■ TASK OBJECTIVE ■
Write out every single entry exactly.

■ DATA EXCERPTS ■
======

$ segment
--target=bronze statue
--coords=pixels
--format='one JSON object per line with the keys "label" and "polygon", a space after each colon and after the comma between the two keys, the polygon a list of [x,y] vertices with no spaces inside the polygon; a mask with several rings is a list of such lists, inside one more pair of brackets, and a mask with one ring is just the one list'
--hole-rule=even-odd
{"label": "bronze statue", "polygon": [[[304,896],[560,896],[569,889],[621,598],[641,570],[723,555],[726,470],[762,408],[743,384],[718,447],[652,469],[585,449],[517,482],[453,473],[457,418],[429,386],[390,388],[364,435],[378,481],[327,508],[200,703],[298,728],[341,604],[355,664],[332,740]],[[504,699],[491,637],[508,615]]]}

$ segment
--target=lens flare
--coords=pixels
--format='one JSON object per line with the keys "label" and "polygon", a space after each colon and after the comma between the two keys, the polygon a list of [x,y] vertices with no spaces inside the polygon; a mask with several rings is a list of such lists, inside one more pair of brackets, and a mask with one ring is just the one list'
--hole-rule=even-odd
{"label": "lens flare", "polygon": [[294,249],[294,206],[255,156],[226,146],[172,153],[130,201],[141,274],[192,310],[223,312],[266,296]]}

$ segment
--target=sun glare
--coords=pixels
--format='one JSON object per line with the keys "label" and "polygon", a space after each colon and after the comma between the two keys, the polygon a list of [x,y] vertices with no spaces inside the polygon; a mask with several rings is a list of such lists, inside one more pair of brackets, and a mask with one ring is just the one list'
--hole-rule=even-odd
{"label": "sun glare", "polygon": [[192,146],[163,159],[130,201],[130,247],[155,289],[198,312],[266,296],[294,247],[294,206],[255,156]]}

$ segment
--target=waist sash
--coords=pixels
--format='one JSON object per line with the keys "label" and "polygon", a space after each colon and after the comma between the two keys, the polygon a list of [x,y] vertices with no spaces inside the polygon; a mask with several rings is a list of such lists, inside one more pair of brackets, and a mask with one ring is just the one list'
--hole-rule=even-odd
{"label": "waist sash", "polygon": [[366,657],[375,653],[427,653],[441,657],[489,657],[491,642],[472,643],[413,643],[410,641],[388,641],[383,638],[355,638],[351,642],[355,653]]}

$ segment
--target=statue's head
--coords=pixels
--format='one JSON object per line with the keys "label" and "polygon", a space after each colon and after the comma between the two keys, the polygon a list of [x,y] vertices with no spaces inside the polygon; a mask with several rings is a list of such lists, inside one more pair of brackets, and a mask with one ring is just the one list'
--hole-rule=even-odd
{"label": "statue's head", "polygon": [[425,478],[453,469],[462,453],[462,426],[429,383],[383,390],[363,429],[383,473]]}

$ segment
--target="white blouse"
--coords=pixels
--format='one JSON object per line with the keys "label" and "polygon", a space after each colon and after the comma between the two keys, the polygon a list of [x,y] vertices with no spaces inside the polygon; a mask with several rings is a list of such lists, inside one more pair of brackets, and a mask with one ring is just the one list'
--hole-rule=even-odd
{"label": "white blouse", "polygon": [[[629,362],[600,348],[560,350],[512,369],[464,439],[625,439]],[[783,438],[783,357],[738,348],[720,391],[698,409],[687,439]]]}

======

■ RESPONSE ■
$ segment
--target=bronze statue
--coords=pixels
--format='one JSON object per line with the keys "label" and "polygon", a space after each colon and after the comma between the two keys, the polygon a list of [x,y] vertices with no spaces inside the polygon; a mask with several rings is a list of such lists, inside one more pair of brackets, and a mask with one ring is just the one list'
--hole-rule=even-odd
{"label": "bronze statue", "polygon": [[[304,896],[560,896],[569,889],[621,598],[641,570],[723,555],[726,470],[762,408],[743,384],[718,447],[652,469],[585,449],[517,482],[453,473],[457,418],[429,386],[390,388],[364,435],[378,481],[327,508],[200,703],[298,728],[341,604],[355,664],[332,740]],[[504,699],[491,637],[508,615]]]}

$ segment
--target=lens flare
--coords=pixels
--format='one JSON object per line with the keys "label" and "polygon", a space after each colon and after the comma between the two keys, the polygon a list of [x,y] vertices with no spaces inside the polygon; a mask with several rings is a list of such lists, inside one more pair of brackets, and a mask with one ring is just the one list'
--hole-rule=even-odd
{"label": "lens flare", "polygon": [[294,249],[294,206],[255,156],[226,146],[172,153],[130,201],[141,274],[192,310],[223,312],[266,296]]}

$ segment
--target=sun glare
--coords=pixels
--format='one JSON object per line with the keys "label" and "polygon", a space after each colon and after the comma between the two keys, the polygon a list of [x,y] vertices with no spaces inside the polygon; a mask with several rings is a list of such lists, inside one more pair of brackets, and a mask with one ring is just the one list'
--hole-rule=even-odd
{"label": "sun glare", "polygon": [[192,146],[163,159],[130,201],[130,247],[155,289],[198,312],[266,296],[294,247],[294,206],[255,156]]}

$ segment
--target=waist sash
--coords=pixels
--format='one JSON object per line with the keys "label" and "polygon", a space after each colon and after the comma between the two keys, the polygon a list of [x,y] vertices with no spaces inside the polygon; a mask with several rings is a list of such lists, inside one more pair of brackets, and a mask with one ring is just the one list'
--hole-rule=even-odd
{"label": "waist sash", "polygon": [[366,657],[375,653],[427,653],[441,657],[489,657],[491,642],[472,643],[413,643],[410,641],[388,641],[383,638],[355,638],[351,642],[355,653]]}

$ segment
--target=statue's head
--coords=pixels
--format='one JSON object per line with the keys "label" and "polygon", a space after each colon and after the comma between the two keys, the polygon a list of [x,y] vertices with no spaces inside the polygon; a mask with several rings is a list of such lists, inside one more pair of brackets, and a mask with one ring is just the one list'
--hole-rule=even-odd
{"label": "statue's head", "polygon": [[425,478],[453,469],[462,453],[462,426],[429,383],[383,390],[363,429],[383,473]]}

$ segment
--target="white blouse"
--coords=pixels
--format='one JSON object per line with the keys "label" and "polygon", a space after each colon and after the comma between the two keys, the polygon a list of [x,y] vertices with no spaces inside the polygon; a mask with several rings is a list of such lists, inside one more pair of brackets, and a mask with one ring is just the one list'
--hole-rule=even-odd
{"label": "white blouse", "polygon": [[[629,362],[600,348],[560,350],[512,369],[464,439],[625,439]],[[783,438],[783,357],[738,348],[720,391],[698,409],[687,439]]]}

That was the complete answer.